**Exercise description:**
Answer these questions using the Alberta COVID-19 update below.
1. How many tests were conducted in the last 24 hours?
2. How many cases are confirmed within continuing care facilities?
3. At the Cargill meatpacking plant near High River, how many of the 946 cases have recovered?

CALGARY (660NEWS) – In her daily COVID-19 update, Chief Medical Officer of Health Dr. Deena Hinshaw confirmed 70 more cases of COVID-19 in the province, as well as six more deaths.
In the last 24 hours, 3,494 tests were conducted and with the additional 70 cases, a total of 5,936 cases have been identified in Alberta.
Of these cases, 3,552 have recovered.
Unfortunately, with six new deaths, Alberta’s total is now 112 due to the virus.
“Our thoughts go out to everyone who loved these individuals and all those grieving their loss today,” Hinshaw said.
– New cases up 70, now up 5963 in Alberta
– 6 new deaths – all in Calgary zone- now up to 112
— Courtney Theriault (@cspotweet) May 6, 2020
A total of 632 cases are confirmed within continuing care facilities.
“We continue to do everything possible to protect the residents and staff at these facilities.”
Regarding the numerous outbreaks at meat processing plants within the province, Hinshaw said precautions are put into place to stop further spread of the virus.
At the Cargill meatpacking plant near High River, 798 of the 946 cases have recovered.

**Dataset section:**
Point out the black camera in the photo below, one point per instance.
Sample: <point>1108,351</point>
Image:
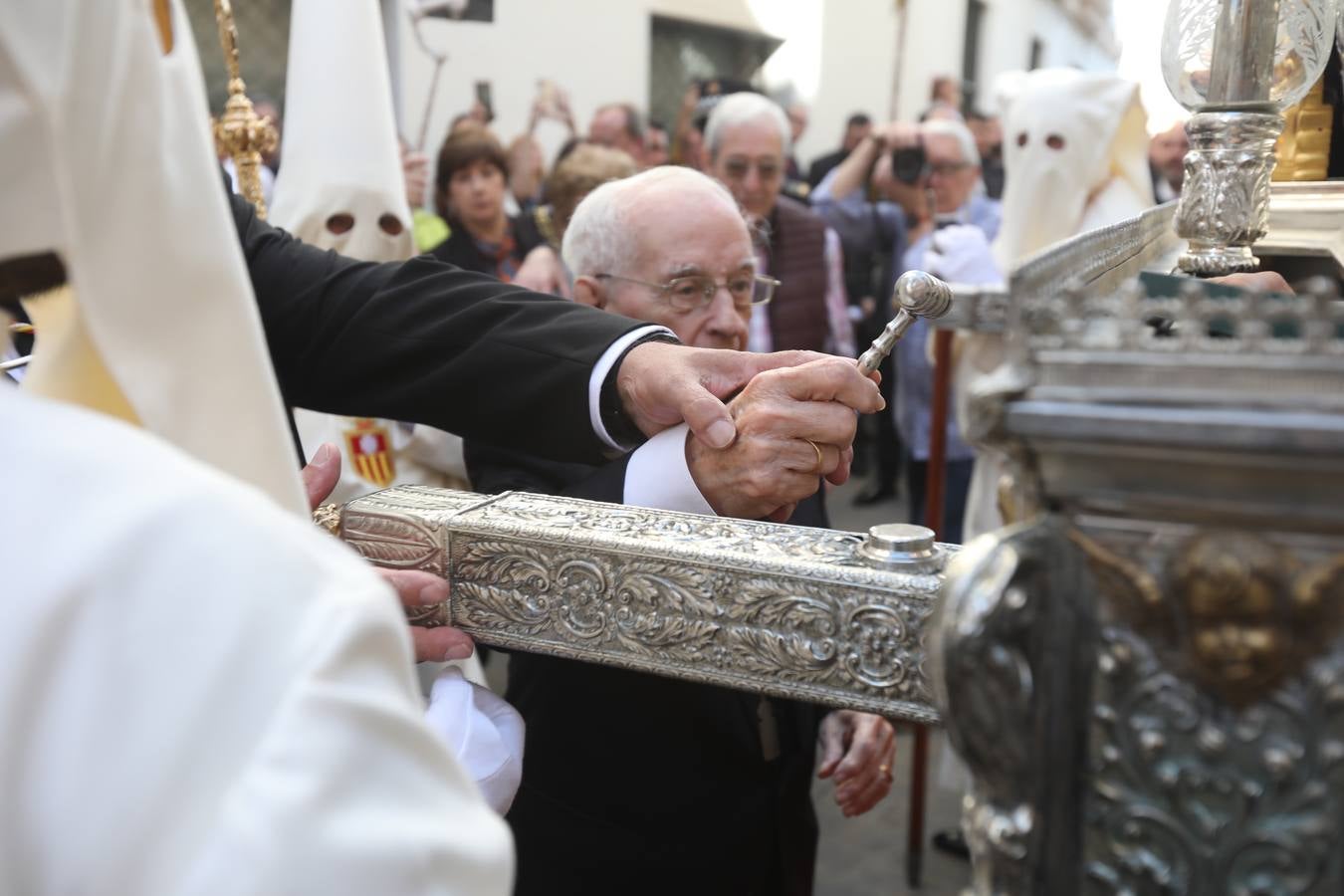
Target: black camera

**Exercise solution:**
1. 3,494
2. 632
3. 798